● **Task description**: Pick out and copy every line in the records below that contains the string "white". Case counts.

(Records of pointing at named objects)
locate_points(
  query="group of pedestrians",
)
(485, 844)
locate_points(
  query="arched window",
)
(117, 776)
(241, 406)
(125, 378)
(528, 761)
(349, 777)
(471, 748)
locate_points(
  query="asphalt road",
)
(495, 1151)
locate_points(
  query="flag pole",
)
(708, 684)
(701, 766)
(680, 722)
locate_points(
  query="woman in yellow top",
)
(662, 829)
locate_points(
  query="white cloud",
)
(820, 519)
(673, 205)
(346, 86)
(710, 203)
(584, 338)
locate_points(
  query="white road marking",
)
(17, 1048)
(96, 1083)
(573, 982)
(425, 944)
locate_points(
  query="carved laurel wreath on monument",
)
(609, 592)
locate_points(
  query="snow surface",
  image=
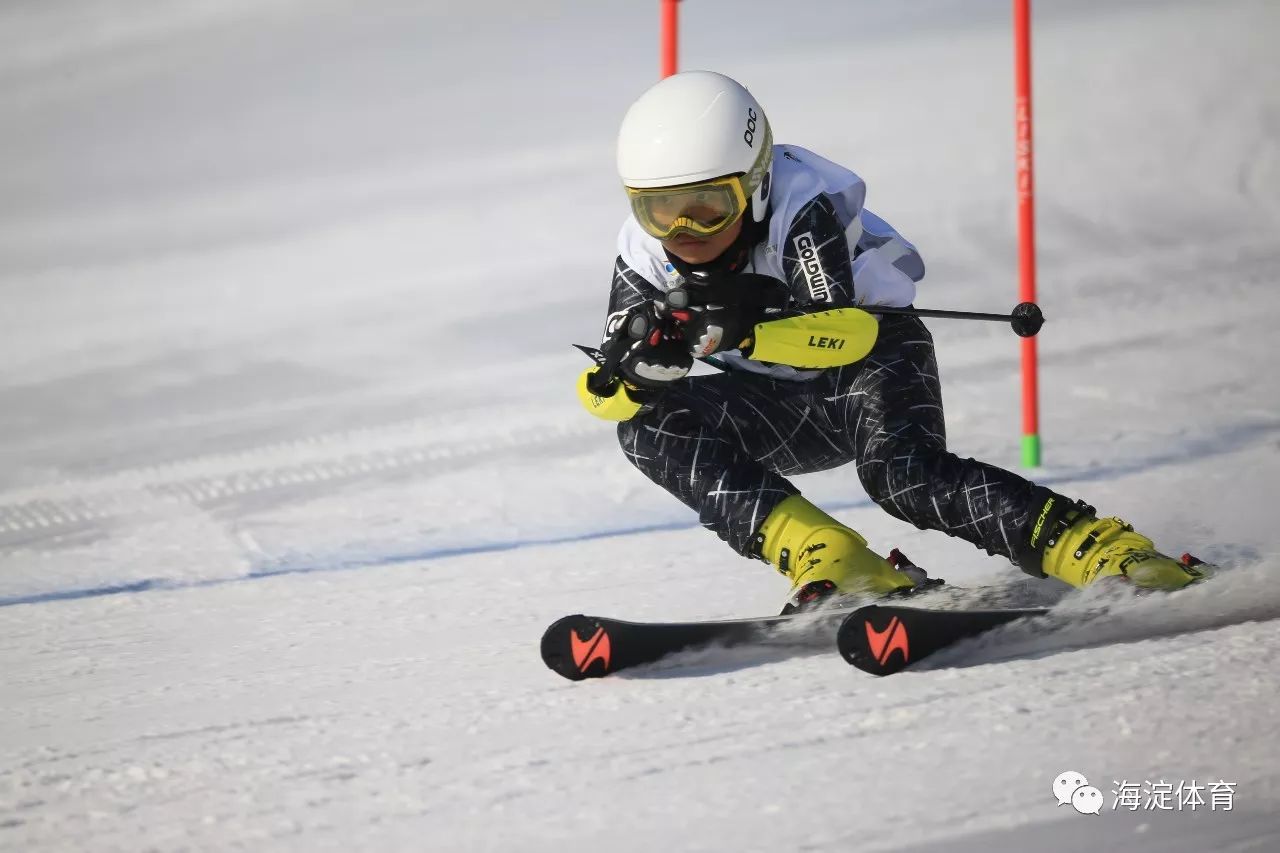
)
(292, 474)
--
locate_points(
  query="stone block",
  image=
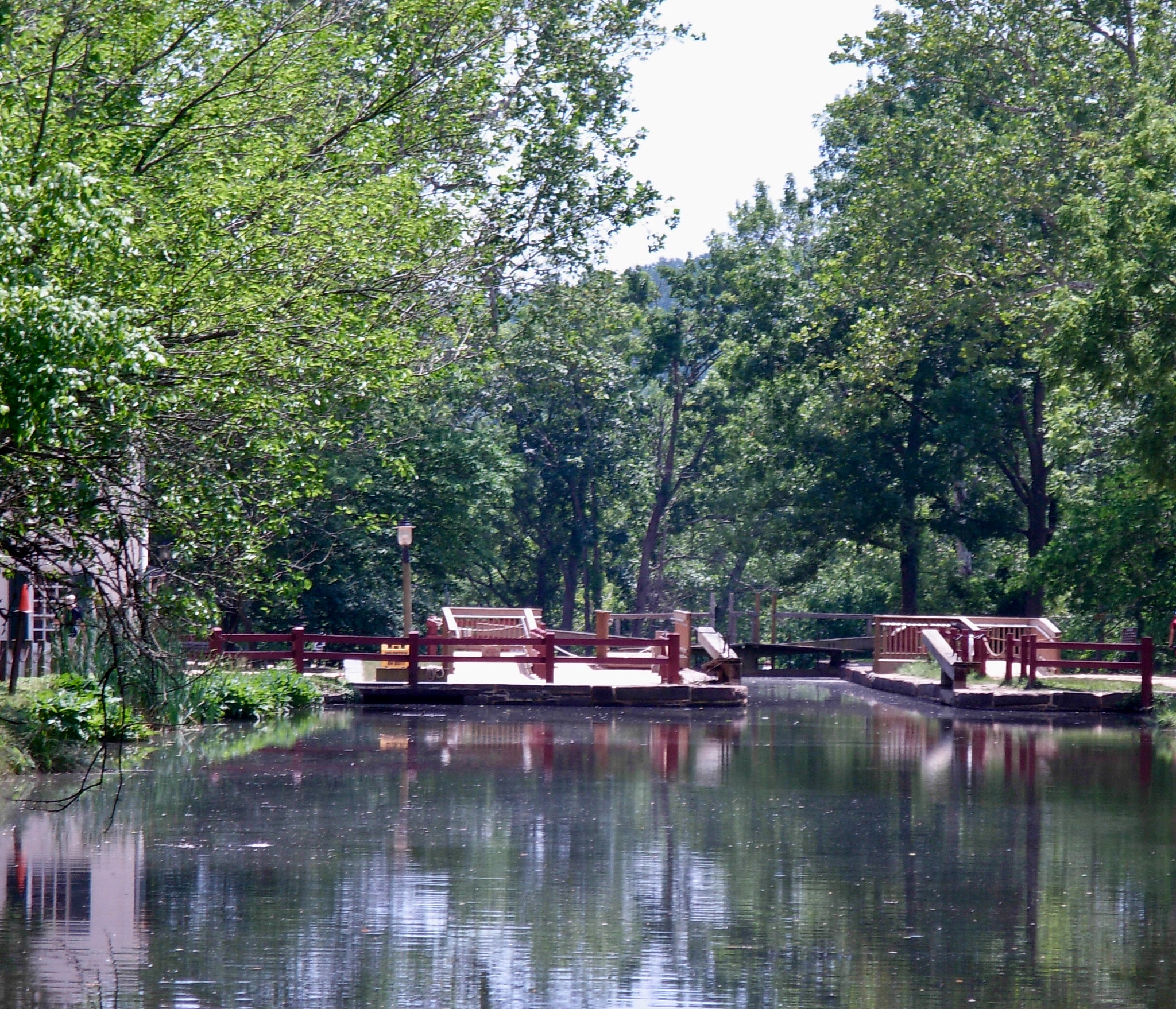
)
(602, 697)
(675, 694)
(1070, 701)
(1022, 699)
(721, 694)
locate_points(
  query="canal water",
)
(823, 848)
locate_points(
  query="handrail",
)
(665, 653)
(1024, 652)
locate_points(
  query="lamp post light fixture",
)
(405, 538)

● **Task output**:
  query="white cloud",
  query="white road marking",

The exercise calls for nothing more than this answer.